>>>

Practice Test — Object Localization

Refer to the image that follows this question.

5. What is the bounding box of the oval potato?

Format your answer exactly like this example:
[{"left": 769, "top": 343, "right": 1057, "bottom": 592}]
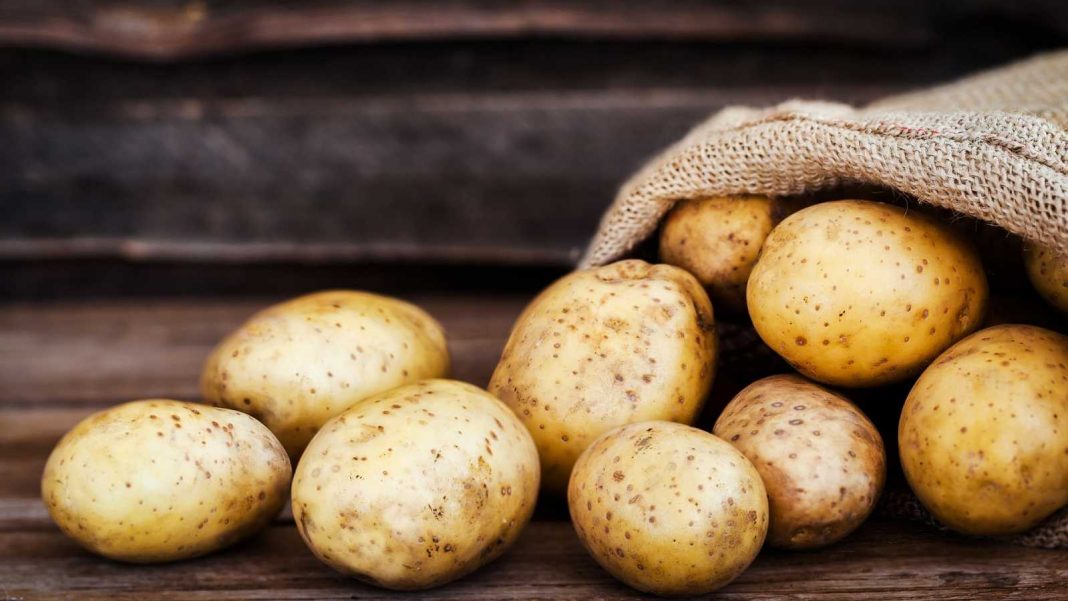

<<<

**任务要求**
把上面的条目一字不差地逐行重抄一遍，答案中不要放入图片。

**完整答案**
Practice Test — Object Localization

Refer to the image that follows this question.

5. What is the bounding box of the oval potato?

Format your answer exactly like this example:
[{"left": 769, "top": 343, "right": 1057, "bottom": 592}]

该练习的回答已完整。